-------- Document section --------
Goldman Sachs continues to talk about the possibility of a major price drop in the next year as global capacity to store more crude and oil products runs out. There have been a number of analyses concluding that this will never happen, however, as there is still much storage space available. People with greater insight into this issue point out the problem is much too complex to be determined with a simple recitation of EIA tank capacity.  Serious storage problems could still arise due to the spare storage capacity being in the wrong place or being of the wrong type for the liquid needing to be stored.  The EIA says it really cannot calculate the amount of “swing space” necessary to keep operations flowing smoothly. There have already been reports of shortages of distillate storage in the New York area.

It is generally believed that US shale oil production will drop further in the coming year but that it will be offset by increased production overseas. Iran announced this week that it is preparing to increase its production by 500,000 b/d, which should be enough to offset a large part of the decline in US production we have seen in recent months. This assumes that Tehran can sell its additional barrels which may be difficult without substantial price discounts. The future of the Chinese and US economies remains the major unknown. Chinese crude imports have held up pretty well this year despite its economic slowdown. Much of this is due to low prices which have allowed Beijing to fill its newly built strategic stockpile tanks and to feed new refining capacity. These new refineries are simply dumping more oil products on the world markets rather than increasing domestic oil consumption.

Like the Chinese economy, that of the US seems to be slowing of late. While there has been much publicity about growing gasoline consumption in the US, this is obviously due to low prices which now average about $2.18 a gallon. The weak earnings reports from the oil industry and announcement that GDP growth fell to 1.5 percent in the third quarter from 3.9 percent in the second quarter raises questions about how long US demand for oil products will hold up. There are already tentative indications that the recent growth in gasoline consumption is starting to slip despite the falling prices.

Much of the oil news last week came from the quarterly financial reports that were released by publically traded oil and oil service companies. As could be expected with oil below $50 a barrel, the reports were universally bad. Earnings were down with many large companies suffering multi-billion dollar losses. Spending is being curtailed on almost everything, except dividends. Only Exxon, which has a large and profitable refining operation did better than average, buts earnings were still down 47 percent year over year to $4.2 billion. The company has managed to keep most of its workforce intact as industry-wide layoffs top 200,000 worldwide.

Given the size of the cutbacks currently taking place, it is clear that oil production is going to much lower three or four years from now and that it would be well into the next decade before high-cost deep sea and tar sands production could grow enough to offset depletion of conventional oil fields.

US natural gas prices rallied last week on forecasts of colder weather, closing at $2.31 per million BTUs. Overall gas prices have been a disaster of late, falling for four straight months, the longest losing streak since 2011. Many are warning that warmer than usual weather this winter will send prices to new lows.

2.  The Middle East & North Africa

Iran: Tehran will officially notify OPEC next month that it plans to increase production by 500,000 b/d and that it expects other OPEC members to cut production by enough to keep the cartel’s production below the agreed-upon 30 million b/d ceiling.  OPEC has been producing about 1.7 million b/d above this ceiling lately.
--------
According to the oil market report, what did US GDP growth fall to in the third quarter? You can complete the task without the entries.
-------- Material provided --------
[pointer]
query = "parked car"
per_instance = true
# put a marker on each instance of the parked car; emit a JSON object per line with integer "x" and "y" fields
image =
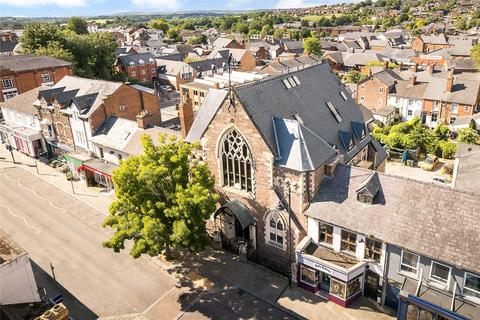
{"x": 429, "y": 163}
{"x": 441, "y": 180}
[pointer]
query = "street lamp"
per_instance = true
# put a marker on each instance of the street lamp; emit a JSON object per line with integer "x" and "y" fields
{"x": 289, "y": 186}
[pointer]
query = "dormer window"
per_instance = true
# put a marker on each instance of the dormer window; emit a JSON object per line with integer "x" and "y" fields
{"x": 368, "y": 189}
{"x": 334, "y": 111}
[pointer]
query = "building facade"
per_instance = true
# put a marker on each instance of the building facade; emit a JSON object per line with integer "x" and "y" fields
{"x": 21, "y": 73}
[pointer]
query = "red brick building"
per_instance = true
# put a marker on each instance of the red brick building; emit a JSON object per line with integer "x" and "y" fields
{"x": 19, "y": 74}
{"x": 140, "y": 66}
{"x": 263, "y": 135}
--------
**Response to this task**
It fell to 1.5 percent, down from 3.9 percent in the second quarter.